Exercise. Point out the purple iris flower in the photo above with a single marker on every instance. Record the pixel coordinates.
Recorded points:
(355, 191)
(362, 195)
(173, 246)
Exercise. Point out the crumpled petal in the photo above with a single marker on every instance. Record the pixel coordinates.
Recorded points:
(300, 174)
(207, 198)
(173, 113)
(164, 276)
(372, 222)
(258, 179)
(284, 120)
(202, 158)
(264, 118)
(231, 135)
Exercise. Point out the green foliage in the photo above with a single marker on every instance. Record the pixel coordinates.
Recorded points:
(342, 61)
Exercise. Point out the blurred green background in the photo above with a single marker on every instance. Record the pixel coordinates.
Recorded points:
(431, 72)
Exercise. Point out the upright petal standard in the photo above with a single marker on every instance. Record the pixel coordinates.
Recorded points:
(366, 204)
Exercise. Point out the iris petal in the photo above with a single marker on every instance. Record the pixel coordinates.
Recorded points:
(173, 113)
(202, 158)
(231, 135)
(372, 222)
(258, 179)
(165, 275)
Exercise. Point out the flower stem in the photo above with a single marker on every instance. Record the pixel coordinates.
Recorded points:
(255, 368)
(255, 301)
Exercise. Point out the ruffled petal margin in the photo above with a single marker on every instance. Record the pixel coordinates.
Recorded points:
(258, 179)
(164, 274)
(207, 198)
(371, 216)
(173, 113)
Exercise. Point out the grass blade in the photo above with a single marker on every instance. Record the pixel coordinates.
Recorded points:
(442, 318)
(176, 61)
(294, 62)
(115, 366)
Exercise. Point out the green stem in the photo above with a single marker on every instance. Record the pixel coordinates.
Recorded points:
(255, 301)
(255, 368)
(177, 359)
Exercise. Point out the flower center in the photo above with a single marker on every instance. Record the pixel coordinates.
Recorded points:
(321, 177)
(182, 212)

YOUR TASK: Copy the entries from the line containing "Exercise. Point out the ruffled" through the end of the entries, swapping "Recorded points" for "Marked points" and leaving everything else unchanged.

EXERCISE SOLUTION:
Exercise. Point out the ruffled petal margin in the photo above with a single marker on every instance. Record the pixel coordinates.
Marked points:
(258, 179)
(164, 274)
(207, 198)
(371, 216)
(173, 113)
Exercise. Point out the grass blade in the photo above with a single marker on every instance. Record the pixel coordinates.
Marked points:
(442, 318)
(176, 61)
(294, 62)
(115, 366)
Exercise. Point out the green stem in the photo above with a single marker on every instance. Record the pixel coordinates.
Marked points:
(255, 301)
(255, 368)
(177, 359)
Exercise. Point out the flower center in the photo above with a single marker on every instance. Record the pixel coordinates.
Marked points:
(321, 177)
(182, 212)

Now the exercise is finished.